**The problem**
Print the records from the line with "like point(62, 96)?" to the line with "point(579, 387)", keeping every line exactly as it stands.

**Items**
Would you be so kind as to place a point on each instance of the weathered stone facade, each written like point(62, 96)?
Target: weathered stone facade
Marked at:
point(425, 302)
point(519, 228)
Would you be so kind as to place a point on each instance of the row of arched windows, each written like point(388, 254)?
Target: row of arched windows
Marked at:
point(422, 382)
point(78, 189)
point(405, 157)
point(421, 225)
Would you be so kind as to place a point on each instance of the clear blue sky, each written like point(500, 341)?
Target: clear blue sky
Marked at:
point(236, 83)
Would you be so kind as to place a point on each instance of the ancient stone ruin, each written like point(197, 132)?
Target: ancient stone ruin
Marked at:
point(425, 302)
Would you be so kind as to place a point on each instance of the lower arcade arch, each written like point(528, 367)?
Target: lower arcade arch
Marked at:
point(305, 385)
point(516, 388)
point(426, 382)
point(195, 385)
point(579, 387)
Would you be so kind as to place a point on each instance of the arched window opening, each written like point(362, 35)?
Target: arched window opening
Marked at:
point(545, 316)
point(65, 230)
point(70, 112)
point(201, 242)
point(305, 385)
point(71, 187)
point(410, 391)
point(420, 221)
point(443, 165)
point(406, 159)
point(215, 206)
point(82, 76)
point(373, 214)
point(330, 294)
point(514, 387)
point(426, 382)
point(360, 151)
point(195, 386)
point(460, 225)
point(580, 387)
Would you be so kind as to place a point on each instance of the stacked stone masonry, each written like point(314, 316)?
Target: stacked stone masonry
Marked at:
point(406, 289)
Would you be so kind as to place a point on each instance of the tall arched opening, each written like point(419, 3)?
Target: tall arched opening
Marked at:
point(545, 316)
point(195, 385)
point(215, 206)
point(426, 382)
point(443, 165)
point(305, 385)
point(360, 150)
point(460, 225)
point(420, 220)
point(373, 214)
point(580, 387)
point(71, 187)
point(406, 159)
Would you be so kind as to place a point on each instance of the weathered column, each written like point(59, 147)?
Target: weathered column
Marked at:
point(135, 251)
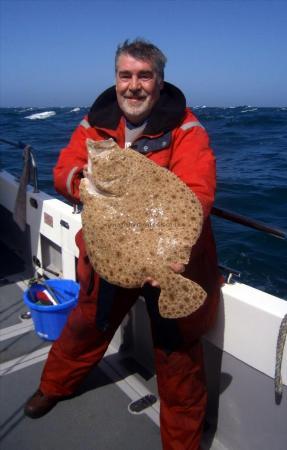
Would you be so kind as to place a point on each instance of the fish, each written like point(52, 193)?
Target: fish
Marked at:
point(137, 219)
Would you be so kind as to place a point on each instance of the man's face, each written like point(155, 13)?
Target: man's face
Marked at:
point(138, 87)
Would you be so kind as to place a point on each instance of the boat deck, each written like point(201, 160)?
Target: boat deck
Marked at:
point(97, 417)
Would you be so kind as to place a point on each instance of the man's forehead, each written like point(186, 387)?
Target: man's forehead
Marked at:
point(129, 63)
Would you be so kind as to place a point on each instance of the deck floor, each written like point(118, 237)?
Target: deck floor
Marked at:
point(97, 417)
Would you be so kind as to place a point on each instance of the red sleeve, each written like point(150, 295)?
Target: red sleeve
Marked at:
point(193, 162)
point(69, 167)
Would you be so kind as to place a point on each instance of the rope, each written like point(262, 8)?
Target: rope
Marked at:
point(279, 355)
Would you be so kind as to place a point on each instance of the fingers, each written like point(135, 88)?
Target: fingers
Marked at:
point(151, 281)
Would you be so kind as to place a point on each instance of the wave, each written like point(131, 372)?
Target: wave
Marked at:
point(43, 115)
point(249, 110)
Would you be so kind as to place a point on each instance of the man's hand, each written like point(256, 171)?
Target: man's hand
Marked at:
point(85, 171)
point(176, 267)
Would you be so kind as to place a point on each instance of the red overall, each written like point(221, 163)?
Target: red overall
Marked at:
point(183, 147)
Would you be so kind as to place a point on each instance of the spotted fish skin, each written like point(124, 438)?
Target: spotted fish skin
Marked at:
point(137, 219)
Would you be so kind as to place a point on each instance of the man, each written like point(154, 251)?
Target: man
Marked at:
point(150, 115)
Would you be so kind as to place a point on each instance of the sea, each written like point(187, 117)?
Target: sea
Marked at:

--

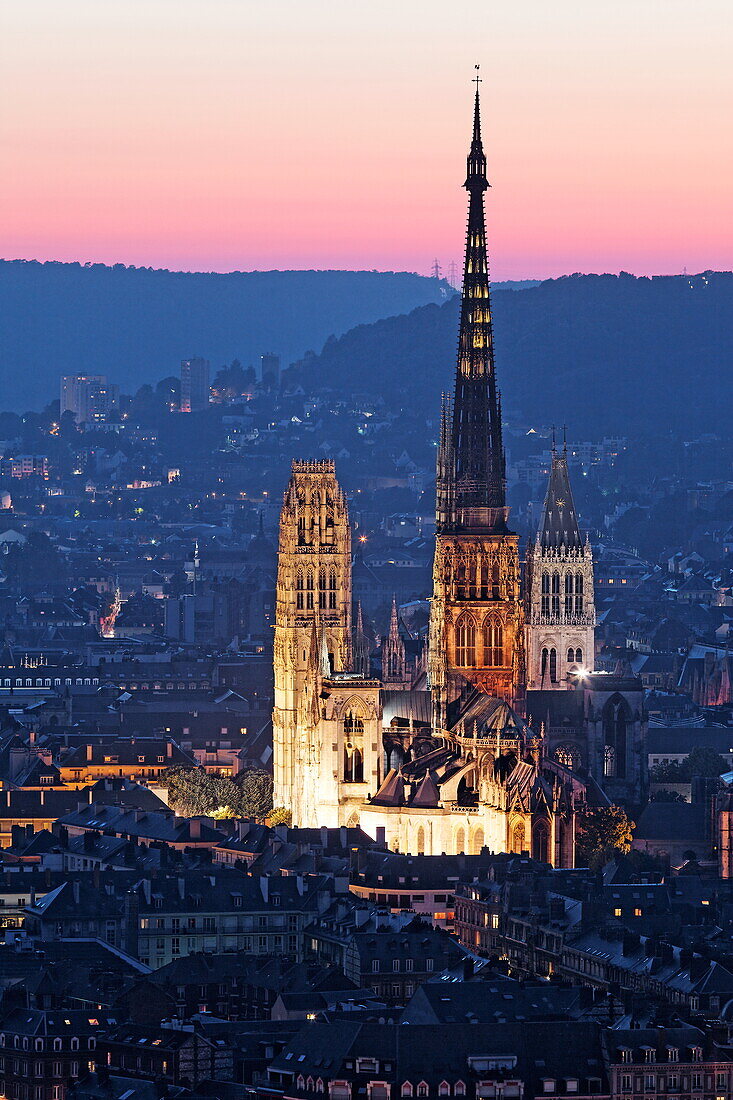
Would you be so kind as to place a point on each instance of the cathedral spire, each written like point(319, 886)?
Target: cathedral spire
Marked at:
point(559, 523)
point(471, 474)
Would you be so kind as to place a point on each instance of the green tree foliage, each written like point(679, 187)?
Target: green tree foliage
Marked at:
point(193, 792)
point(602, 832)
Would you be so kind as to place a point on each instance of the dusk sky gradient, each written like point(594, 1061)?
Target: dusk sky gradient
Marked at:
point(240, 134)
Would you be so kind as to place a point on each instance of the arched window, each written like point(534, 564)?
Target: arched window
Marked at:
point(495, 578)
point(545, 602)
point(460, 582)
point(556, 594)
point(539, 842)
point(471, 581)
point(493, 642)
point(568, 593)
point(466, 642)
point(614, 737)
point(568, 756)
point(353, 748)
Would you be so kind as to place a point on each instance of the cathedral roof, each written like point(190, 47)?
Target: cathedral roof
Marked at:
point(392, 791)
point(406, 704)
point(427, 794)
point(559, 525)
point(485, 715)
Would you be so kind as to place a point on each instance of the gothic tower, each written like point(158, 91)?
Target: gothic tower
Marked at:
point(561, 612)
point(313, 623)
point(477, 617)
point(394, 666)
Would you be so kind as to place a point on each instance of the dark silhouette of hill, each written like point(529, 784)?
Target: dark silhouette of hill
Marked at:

**Task result**
Would you be so kind as to place a point on each instance of the weathered stone facade, each written like point(62, 96)?
Target: weathered stone facade
Marked at:
point(425, 302)
point(519, 228)
Would you be so kind as to place a point on each instance of the row of arched windows, each written like point(388, 254)?
Target: row of arched windows
Marked at:
point(422, 382)
point(78, 189)
point(405, 157)
point(421, 225)
Would you be so kind as to place a point on each instance of the clear blue sky, each written like point(500, 341)?
Target: clear blue sky
Marked at:
point(236, 83)
Would you be so kind as to place a point on each instance of the ancient stone ruin, each written like point(197, 132)?
Target: ancient stone ruin
Marked at:
point(425, 302)
Would you be so kind as to place a point on each instance of the lower arcade arch, each written like point(528, 367)?
Target: lower arcade arch
Marked at:
point(305, 385)
point(516, 388)
point(426, 382)
point(195, 385)
point(579, 387)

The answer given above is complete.